→ SET PROBLEM: Can you transcribe the data exactly? Leave the pictures out.

■ ■ ■

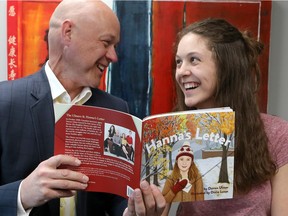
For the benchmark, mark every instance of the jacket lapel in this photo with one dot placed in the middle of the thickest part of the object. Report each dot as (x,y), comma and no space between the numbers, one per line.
(42,113)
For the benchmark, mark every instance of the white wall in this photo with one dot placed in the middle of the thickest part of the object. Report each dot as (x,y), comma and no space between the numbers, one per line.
(278,63)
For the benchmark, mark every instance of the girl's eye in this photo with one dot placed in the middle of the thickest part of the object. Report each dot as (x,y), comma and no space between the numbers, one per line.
(194,59)
(106,43)
(178,61)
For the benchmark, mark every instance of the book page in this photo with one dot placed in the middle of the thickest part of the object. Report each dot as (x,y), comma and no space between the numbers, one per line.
(106,141)
(190,155)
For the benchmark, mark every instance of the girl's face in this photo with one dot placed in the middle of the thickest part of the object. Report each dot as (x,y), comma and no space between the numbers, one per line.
(196,71)
(184,163)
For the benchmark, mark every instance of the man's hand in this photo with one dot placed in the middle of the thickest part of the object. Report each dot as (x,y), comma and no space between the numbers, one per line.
(49,181)
(148,200)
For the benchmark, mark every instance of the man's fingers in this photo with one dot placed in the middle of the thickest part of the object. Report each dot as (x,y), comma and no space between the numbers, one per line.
(59,160)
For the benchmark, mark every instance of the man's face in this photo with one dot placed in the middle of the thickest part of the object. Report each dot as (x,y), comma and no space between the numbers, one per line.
(92,48)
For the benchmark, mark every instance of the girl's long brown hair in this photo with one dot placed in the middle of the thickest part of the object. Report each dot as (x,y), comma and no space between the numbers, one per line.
(238,77)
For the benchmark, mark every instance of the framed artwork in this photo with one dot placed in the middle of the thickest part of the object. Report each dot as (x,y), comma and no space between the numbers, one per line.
(143,75)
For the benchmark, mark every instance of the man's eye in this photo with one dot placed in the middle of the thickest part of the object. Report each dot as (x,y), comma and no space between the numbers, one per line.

■ ■ ■

→ IN RESPONSE:
For the benchmark, mark every instance of the jacket lapel in this photo with one dot placed in the middle of the thickest part of the object. Report each dot as (x,y), comma and no space between the numbers, one per line.
(42,113)
For the benchmark, mark every instance of the white wall in this photo with one dot placed in the middle of the thickest part of the object. Report each dot as (x,y), comma and no space between the numbers, one per line.
(278,63)
For the benchmark, mark every instance of the girl's eye in this photo with one dot placed in the middle of the thickest part of the object. Report each dot as (x,y), comma and no space between the numbers, one per line.
(194,59)
(106,43)
(178,61)
For the benchmark, mark every instance of the book page in this photo with one dot placed in the middle of the thickest part of the object. Report each dot as (x,y), comma and no space between the numbers, one per line.
(106,141)
(190,155)
For the benchmark, mark every instance of the girl's face in this photo with one dot placed in the middle of the thickest part of the object. Report each dot as (x,y), comma and no space between the numbers, one per line.
(196,71)
(184,163)
For the benchmark, mark every instance of the man's hand in this photo with one dot placed in the middle of the thickest part of the object. Report each dot as (x,y), comma and no space between the numbers, one per line.
(49,181)
(148,200)
For the benchmark, mark every instance of the man's fingers in this photo with one dot placed in the middle of the thickest part of the object. Report each dot as (x,y), comma and no space between the numbers, one per line.
(59,160)
For the benchmark, mark every instance of the man's face in this photo with one dot placed in the middle of the thickest part of the object. Report each dot as (x,y), comma and no space between the numbers, one per line.
(92,48)
For the benchmark, mark every instance of the girl's long brown hair in this photo with one dot placed in the middle of the thickest part of the object. Report each dot as (x,y), comma and no space between the numbers, one per line.
(238,77)
For the benchmark, mark every instance of the framed artwork in this photo with one dot placed in the middle of the thickest part of the object. Report each dot as (x,y), comma and no space between the numbers, one per line.
(143,75)
For the benchmark, mark every instance of the man's eye in this photo with one dot placed in the middle of the thickest part of the object. Report each dot as (x,y), comma and no space between the numbers, one per line.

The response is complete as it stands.